* Start Provided information *

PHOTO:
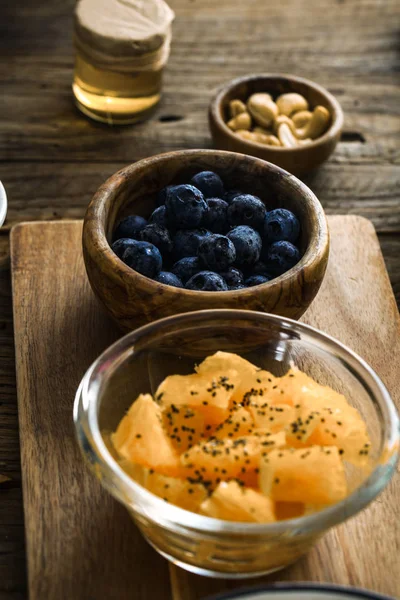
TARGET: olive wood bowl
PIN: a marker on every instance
(299, 160)
(133, 299)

* End Provided information *

- **Brief**: Rewrite the lines above as a numbered list without blank lines, and leave the pictures out.

- **Exercise output**:
1. PHOTO:
2. TARGET: olive wood bowl
3. PIN: a marker on every instance
4. (299, 160)
5. (133, 299)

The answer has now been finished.